(Segmentation labeling items)
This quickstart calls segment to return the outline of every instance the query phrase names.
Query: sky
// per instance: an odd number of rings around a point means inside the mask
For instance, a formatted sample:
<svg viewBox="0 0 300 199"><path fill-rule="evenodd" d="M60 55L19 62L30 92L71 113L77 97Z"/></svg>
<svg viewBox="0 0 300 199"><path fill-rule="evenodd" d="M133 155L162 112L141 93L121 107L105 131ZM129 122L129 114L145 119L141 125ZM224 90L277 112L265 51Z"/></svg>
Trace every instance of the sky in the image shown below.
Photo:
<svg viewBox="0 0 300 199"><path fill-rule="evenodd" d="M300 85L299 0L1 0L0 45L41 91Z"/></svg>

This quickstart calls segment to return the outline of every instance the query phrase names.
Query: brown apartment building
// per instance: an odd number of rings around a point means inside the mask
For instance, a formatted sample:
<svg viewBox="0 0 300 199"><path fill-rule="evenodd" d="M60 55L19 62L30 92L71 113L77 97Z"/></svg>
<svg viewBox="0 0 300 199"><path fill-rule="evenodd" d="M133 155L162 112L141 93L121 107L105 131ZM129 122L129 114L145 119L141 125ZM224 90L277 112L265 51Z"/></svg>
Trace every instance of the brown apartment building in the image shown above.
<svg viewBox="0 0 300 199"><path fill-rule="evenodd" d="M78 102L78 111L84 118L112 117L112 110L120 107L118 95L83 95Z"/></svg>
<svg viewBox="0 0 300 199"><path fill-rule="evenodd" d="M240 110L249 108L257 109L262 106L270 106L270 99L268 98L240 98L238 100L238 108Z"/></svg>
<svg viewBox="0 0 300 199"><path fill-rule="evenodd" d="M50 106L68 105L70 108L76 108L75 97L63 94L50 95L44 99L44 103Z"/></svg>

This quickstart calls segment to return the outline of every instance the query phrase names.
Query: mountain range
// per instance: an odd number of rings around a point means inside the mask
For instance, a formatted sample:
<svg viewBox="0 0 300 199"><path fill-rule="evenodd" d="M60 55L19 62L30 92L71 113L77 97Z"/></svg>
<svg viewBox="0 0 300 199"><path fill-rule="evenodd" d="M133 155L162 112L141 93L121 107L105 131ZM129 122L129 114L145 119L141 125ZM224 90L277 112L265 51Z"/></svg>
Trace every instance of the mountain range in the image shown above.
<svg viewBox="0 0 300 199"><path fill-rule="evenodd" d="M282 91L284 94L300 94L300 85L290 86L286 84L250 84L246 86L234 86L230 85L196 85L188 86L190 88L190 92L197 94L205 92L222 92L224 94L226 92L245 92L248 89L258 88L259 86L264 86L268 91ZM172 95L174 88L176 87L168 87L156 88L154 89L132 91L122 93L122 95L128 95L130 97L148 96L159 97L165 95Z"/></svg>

### YOUR GOAL:
Can you format the lines above as a Markdown table with a "Row" column that numbers them and a "Line" column that holds each one, skipping any blank lines?

### EXPECTED OUTPUT:
| Row | Line |
|---|---|
| 1 | This quickstart calls segment to return the outline of every instance the query phrase names. |
| 2 | Query: sky |
| 3 | // per instance: an odd number of rings around a point means inside the mask |
| 4 | For instance, a formatted sample: |
| 5 | <svg viewBox="0 0 300 199"><path fill-rule="evenodd" d="M60 55L19 62L30 92L71 113L77 97Z"/></svg> |
| 6 | <svg viewBox="0 0 300 199"><path fill-rule="evenodd" d="M133 155L162 112L141 93L121 107L105 131ZM129 122L129 114L145 119L141 125ZM224 90L277 112L265 51Z"/></svg> |
| 7 | Trace every instance of the sky in the image shown below. |
| 8 | Photo: |
| 9 | <svg viewBox="0 0 300 199"><path fill-rule="evenodd" d="M300 85L299 0L1 0L0 45L41 91Z"/></svg> |
| 10 | This quickstart calls segment to return the outline of every instance the query phrase names. |
| 11 | Query: brown apartment building |
| 12 | // per instance: an odd number of rings around a point means inside the mask |
| 13 | For instance, a formatted sample: |
| 14 | <svg viewBox="0 0 300 199"><path fill-rule="evenodd" d="M60 55L19 62L30 92L71 113L77 97Z"/></svg> |
| 15 | <svg viewBox="0 0 300 199"><path fill-rule="evenodd" d="M133 155L162 112L141 93L121 107L105 131ZM129 122L129 114L145 119L141 125ZM224 90L277 112L265 51Z"/></svg> |
| 16 | Trace every instance of the brown apartment building in the image shown above. |
| 17 | <svg viewBox="0 0 300 199"><path fill-rule="evenodd" d="M78 102L78 111L84 118L112 117L112 110L120 107L118 95L83 95Z"/></svg> |
| 18 | <svg viewBox="0 0 300 199"><path fill-rule="evenodd" d="M240 110L249 108L257 109L262 106L270 106L270 99L268 98L240 98L238 100L238 108Z"/></svg> |
| 19 | <svg viewBox="0 0 300 199"><path fill-rule="evenodd" d="M50 106L68 105L70 108L76 108L75 97L63 94L50 95L44 99L44 103Z"/></svg> |
| 20 | This quickstart calls segment to return the outline of every instance the query phrase names. |
| 21 | Query: mountain range |
| 22 | // per instance: an odd number of rings around a point means inside the mask |
| 23 | For instance, a formatted sample: |
| 24 | <svg viewBox="0 0 300 199"><path fill-rule="evenodd" d="M60 55L19 62L30 92L71 113L77 97Z"/></svg> |
| 25 | <svg viewBox="0 0 300 199"><path fill-rule="evenodd" d="M133 155L162 112L141 93L121 107L105 131ZM129 122L129 114L145 119L141 125ZM224 90L277 112L265 51Z"/></svg> |
| 26 | Trace every instance of the mountain range in the image shown above. |
| 27 | <svg viewBox="0 0 300 199"><path fill-rule="evenodd" d="M282 91L284 94L300 94L300 85L290 86L286 84L250 84L246 86L234 86L230 85L196 85L188 86L190 88L190 92L197 94L205 92L222 92L224 94L226 92L245 92L248 89L258 88L259 86L264 86L268 91ZM172 95L174 88L176 87L168 87L156 88L154 89L132 91L122 93L122 95L128 95L130 97L148 96L159 97L165 95Z"/></svg> |